Stored dataset items

------------

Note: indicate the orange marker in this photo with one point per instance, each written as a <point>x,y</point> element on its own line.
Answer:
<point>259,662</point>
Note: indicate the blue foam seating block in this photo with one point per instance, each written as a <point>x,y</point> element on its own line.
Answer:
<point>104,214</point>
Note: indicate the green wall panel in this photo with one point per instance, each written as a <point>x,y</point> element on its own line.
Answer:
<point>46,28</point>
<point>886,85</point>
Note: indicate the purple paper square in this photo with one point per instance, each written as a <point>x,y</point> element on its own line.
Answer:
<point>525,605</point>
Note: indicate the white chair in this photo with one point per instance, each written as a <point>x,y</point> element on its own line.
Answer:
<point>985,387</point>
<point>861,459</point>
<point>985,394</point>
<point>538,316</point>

------------

→ **Stated problem**
Reproduce all of the records above line by line, leaving every character unchanged.

→ **Final result**
Note: indicate the orange marker in this photo with one point per instance, each written as a <point>x,y</point> element on its own line.
Answer:
<point>259,662</point>
Note: indicate the blue foam seating block in this photo with one point per instance, each written as a <point>x,y</point> element on its own line.
Answer:
<point>104,214</point>
Note: indicate the green wall panel in this photo with one point per instance, each written as a <point>x,y</point> element on its own line.
Answer:
<point>46,28</point>
<point>886,85</point>
Note: indicate the purple paper square in this photo with one point per instance, each written as a <point>x,y</point> element on its own line.
Answer:
<point>525,605</point>
Note: indicate the white chair in this photo with one point per instance, each written as a <point>x,y</point> element on its own line.
Answer:
<point>985,387</point>
<point>861,459</point>
<point>985,394</point>
<point>538,316</point>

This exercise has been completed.